### Given problem:
Write each line exactly, from the line that holds "If you would be willing to mark the green" through the final line of the material, and no other line.
====== Stored rows
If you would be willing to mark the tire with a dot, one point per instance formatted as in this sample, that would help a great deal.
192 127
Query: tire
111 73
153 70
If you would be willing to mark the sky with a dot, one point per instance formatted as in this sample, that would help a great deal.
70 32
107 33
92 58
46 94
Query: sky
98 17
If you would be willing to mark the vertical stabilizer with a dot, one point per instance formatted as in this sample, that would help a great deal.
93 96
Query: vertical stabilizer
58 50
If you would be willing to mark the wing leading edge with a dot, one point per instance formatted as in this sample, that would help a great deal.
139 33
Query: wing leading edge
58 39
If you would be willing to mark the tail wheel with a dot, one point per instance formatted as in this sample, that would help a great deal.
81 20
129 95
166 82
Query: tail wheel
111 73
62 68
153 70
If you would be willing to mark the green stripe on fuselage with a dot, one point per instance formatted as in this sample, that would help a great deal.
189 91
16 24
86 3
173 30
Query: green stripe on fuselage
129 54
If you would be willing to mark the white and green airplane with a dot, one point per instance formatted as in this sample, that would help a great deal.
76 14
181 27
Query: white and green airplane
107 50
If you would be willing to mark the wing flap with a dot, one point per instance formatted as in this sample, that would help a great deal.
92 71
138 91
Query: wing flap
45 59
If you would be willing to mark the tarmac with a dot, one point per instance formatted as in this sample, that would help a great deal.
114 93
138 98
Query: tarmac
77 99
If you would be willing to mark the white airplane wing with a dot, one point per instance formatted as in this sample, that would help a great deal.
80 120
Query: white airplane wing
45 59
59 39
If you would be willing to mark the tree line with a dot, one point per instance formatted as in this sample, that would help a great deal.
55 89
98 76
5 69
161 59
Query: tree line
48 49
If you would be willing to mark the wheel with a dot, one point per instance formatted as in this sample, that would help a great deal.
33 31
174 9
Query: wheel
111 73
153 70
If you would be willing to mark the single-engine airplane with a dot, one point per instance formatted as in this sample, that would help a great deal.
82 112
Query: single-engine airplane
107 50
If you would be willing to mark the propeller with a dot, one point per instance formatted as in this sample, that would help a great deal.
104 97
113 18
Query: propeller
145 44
============
### Expected answer:
If you would be willing to mark the green stripe on fuselage with a dot, one point per instance formatted as in this sample, that would help a great deal.
189 91
16 24
86 3
173 30
Query: green stripe on fuselage
129 54
If you would be willing to mark the white and green airplane with a dot, one point per instance formatted as in this sample, that would help a great deal.
76 14
181 27
Query: white and green airplane
107 50
If you would be willing to mark the wing flap with a dot, one point per instance formatted as in this sample, that would help a great deal.
92 71
138 91
Query: wing flap
45 59
If you would be willing to mark the tarmac with a dot, one point per instance formatted as in this sample, that would help a great deal.
114 93
138 98
Query: tarmac
77 99
If you would be willing to mark the white airplane wing with a dot, one point per instance formatted as in this sample, that would help a great deal.
80 120
Query: white airplane wing
45 59
59 39
If you would be willing to mark the tree line with a dot, one point per instance formatted as in this sample, that would help a great deal.
55 89
98 76
5 69
161 59
Query: tree line
48 49
If you would be willing to mark the wheel with a dot, one point per instance formatted as in this sample, that would help a great deal.
33 31
174 9
Query: wheel
111 73
153 70
If you would be willing to mark the single-engine airplane with a dot, one point per instance formatted as in this sample, that would help a great deal.
82 112
Query: single-engine airplane
107 50
If you would be willing to mark the propeller with a dot, one point per instance formatted as in this sample, that would help a great deal.
104 97
113 18
Query: propeller
145 44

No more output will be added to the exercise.